WORK INSTRUCTIONS. Your task is to copy each line in the listing that includes the word "point".

EXERCISE MATERIAL.
--- START ---
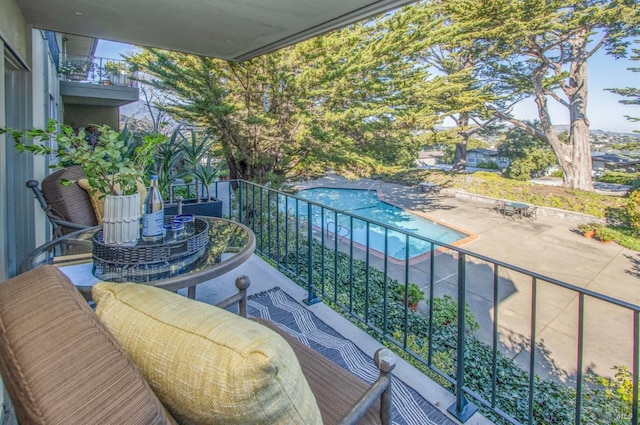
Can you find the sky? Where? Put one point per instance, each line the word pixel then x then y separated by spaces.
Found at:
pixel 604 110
--- END ---
--- START ---
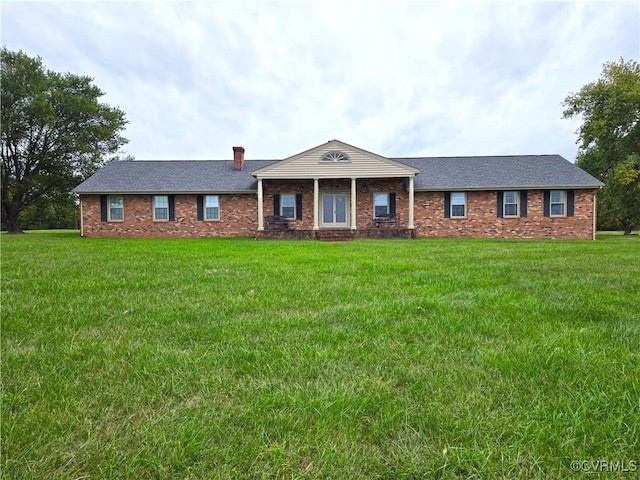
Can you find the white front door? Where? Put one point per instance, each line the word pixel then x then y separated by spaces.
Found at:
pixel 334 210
--- END ---
TASK RESULT.
Can you find the sky? Where? Put one point per instance, each line the word pixel then x then y separated by spaces.
Can you find the white front door? Where? Put one point per instance, each line the word pixel then x then y separated by spaces.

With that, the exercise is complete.